Directions:
Transcribe the records below in full; pictures stay out of the copy.

Excerpted data:
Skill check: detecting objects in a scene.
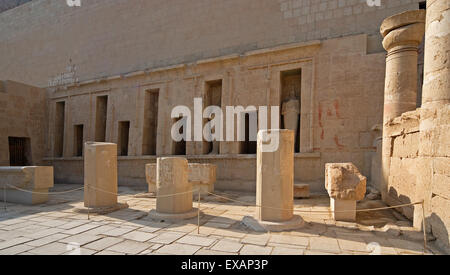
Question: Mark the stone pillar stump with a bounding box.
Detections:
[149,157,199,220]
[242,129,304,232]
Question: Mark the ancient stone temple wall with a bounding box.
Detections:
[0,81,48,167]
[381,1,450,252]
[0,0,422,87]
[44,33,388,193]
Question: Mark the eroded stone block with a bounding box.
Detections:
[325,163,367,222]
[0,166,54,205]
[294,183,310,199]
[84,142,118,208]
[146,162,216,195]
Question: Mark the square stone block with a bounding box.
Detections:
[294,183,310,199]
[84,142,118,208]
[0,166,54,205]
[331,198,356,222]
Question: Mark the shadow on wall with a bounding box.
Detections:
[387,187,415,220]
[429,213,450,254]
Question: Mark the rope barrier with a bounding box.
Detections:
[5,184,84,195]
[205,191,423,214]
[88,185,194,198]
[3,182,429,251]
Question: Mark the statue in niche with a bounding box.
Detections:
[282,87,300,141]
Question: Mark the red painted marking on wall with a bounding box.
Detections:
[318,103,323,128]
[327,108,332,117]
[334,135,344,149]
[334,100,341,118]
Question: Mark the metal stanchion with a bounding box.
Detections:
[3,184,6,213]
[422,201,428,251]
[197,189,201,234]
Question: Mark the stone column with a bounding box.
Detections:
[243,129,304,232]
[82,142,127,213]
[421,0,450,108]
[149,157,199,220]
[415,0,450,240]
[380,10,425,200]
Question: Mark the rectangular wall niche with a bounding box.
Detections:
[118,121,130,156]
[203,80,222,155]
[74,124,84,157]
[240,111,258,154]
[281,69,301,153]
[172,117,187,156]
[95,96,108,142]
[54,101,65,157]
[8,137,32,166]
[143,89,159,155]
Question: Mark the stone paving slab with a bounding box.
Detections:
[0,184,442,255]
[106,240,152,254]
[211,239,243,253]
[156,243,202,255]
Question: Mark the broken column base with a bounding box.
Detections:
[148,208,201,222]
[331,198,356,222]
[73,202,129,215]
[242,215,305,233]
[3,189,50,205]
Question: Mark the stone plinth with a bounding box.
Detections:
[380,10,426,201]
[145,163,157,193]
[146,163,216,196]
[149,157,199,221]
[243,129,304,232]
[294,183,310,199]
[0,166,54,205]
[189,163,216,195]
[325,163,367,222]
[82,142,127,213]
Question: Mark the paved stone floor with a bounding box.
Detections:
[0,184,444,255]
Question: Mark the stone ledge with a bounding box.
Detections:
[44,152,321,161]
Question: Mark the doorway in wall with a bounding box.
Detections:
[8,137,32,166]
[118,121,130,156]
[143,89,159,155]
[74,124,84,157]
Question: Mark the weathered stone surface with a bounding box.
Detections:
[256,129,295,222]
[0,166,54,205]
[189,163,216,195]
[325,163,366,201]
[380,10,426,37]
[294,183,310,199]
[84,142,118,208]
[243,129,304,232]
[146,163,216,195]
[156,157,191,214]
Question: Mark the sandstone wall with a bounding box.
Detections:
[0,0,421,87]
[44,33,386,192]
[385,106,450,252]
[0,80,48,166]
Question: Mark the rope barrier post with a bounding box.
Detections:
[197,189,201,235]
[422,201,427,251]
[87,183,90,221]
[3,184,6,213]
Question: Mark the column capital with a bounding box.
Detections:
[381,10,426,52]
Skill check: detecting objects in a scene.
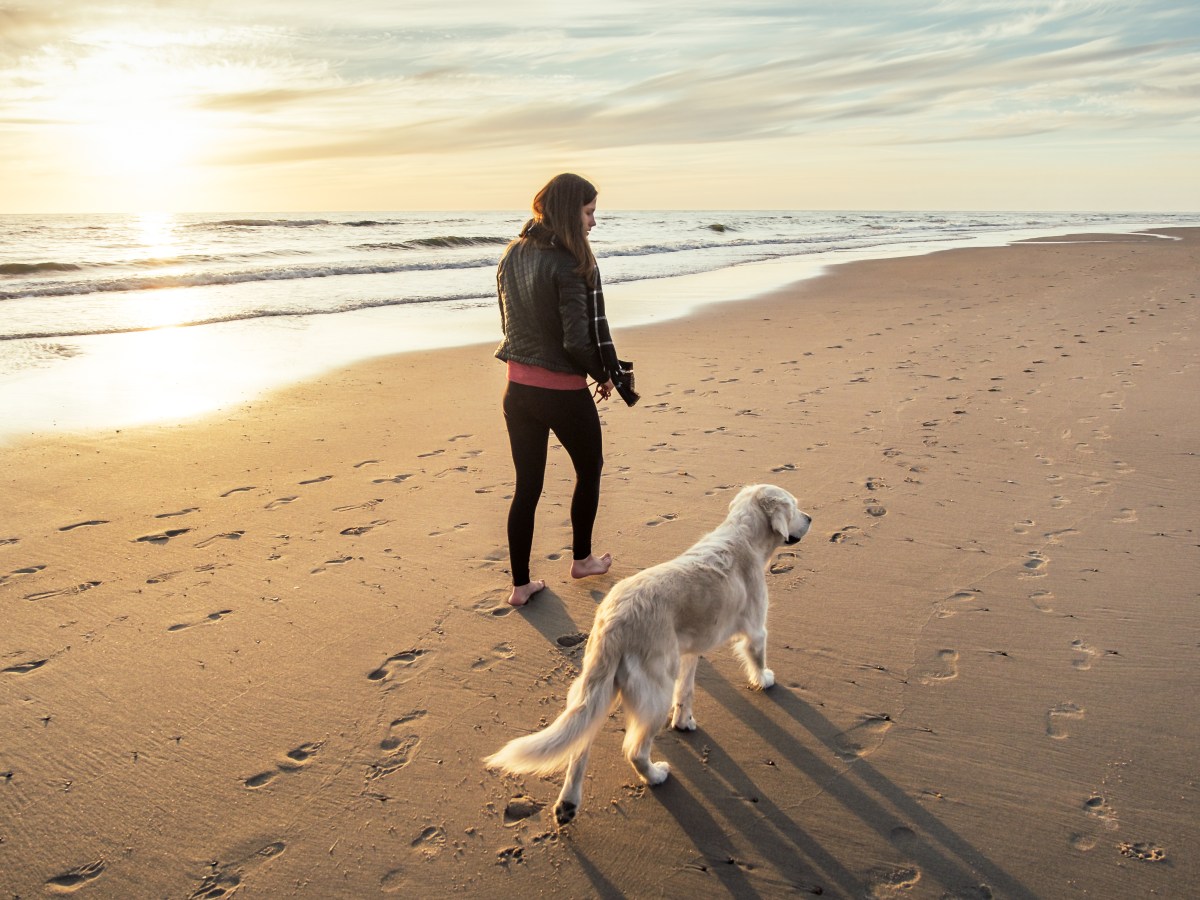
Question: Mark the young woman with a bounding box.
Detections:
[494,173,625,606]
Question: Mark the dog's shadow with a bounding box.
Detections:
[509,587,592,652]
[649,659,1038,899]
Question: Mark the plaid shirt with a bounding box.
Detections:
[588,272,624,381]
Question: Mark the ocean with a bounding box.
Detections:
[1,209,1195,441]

Solution to the problem:
Skill check: detecting objects in a scene.
Question: Mark the stone pillar stump with a bounding box.
Detections:
[149,157,199,220]
[242,129,304,232]
Question: Mark the ancient stone temple wall with a bounding box.
Detections:
[0,81,48,167]
[381,1,450,252]
[0,0,422,87]
[44,33,388,193]
Question: Mark the eroded stone block with a bounding box.
Detections:
[325,163,367,222]
[0,166,54,205]
[294,183,310,199]
[84,142,118,208]
[146,162,216,195]
Question: Mark the square stone block with a bounding box.
Detections:
[294,183,310,199]
[84,142,118,208]
[0,166,54,205]
[331,198,356,222]
Question: Mark the shadow on wall with a bounding box.
Detections:
[387,187,415,220]
[429,213,450,254]
Question: Mark the rope barrier with a bounding box.
Detections:
[5,184,84,195]
[205,191,423,214]
[88,185,194,198]
[3,182,429,251]
Question: Mark the statue in niche with a bounding box.
Detections:
[282,87,300,141]
Question: Mark the red painted marking on wall with a bounding box.
Detections:
[318,103,323,128]
[327,108,332,117]
[334,135,344,149]
[334,100,341,118]
Question: Mark the metal stanchion with a bounding box.
Detections:
[3,184,6,213]
[422,201,428,251]
[197,189,201,234]
Question: Mark the stone column with a bounding box.
Detections:
[243,129,304,232]
[82,142,127,213]
[421,0,450,108]
[149,157,199,220]
[415,0,450,240]
[380,10,425,200]
Question: Mark the rectangular wall niche with a bounding box.
Detections:
[118,121,130,156]
[203,80,222,155]
[74,124,84,157]
[240,111,258,154]
[281,69,301,153]
[172,117,187,156]
[95,96,108,142]
[54,101,65,157]
[8,137,32,166]
[143,89,159,155]
Question: Mark the stone paving slab with a bounding box.
Detections:
[0,184,442,255]
[106,240,152,254]
[211,239,243,253]
[156,243,202,255]
Question: Mark the broken column base with a bounding box.
Detections:
[148,208,201,222]
[331,198,356,222]
[73,202,129,215]
[242,215,305,233]
[3,189,50,205]
Question: Mark the stone plinth with a bounding box.
Detections:
[380,10,426,201]
[145,163,157,193]
[146,163,216,196]
[149,157,199,221]
[243,129,304,232]
[294,183,310,199]
[0,166,54,205]
[189,163,216,195]
[325,163,367,222]
[82,142,127,213]
Question: Mark the paved stone floor with a bounding box.
Detections:
[0,184,444,255]
Question: Mark the stone ledge with a bounding box.
Detections:
[44,152,321,161]
Question: Mark the doorway in wall with a bounding box.
Detections:
[8,137,32,166]
[118,121,130,156]
[143,89,159,155]
[74,124,84,157]
Question: Mark the weathered stone surface with a bounding box.
Detections:
[256,129,295,222]
[0,166,54,205]
[189,163,216,195]
[325,163,366,201]
[380,10,426,37]
[294,183,310,199]
[84,142,118,208]
[243,129,304,232]
[146,163,216,195]
[156,157,191,214]
Question: Mark the sandstone wall with a bounding box.
Detections:
[0,0,421,87]
[44,33,386,192]
[385,106,450,252]
[0,80,48,166]
Question: Mark the rope barrier post with a bounding box.
Detections:
[197,189,201,235]
[422,201,427,251]
[87,183,90,221]
[3,184,6,213]
Question: Mark the column capital with a bounding box.
Detections:
[381,10,426,52]
Skill check: detecting objects in a scene.
Question: Mark the young woman with a bounding box.
Detections:
[494,173,625,606]
Question: Mark the dog's shadow with a bounding box.
Detections:
[509,587,592,652]
[649,659,1038,899]
Question: Mark the plaid shirt with a bounding box.
Detections:
[588,272,624,381]
Question: Mark the ocean with a bounding box.
Detections:
[1,209,1195,441]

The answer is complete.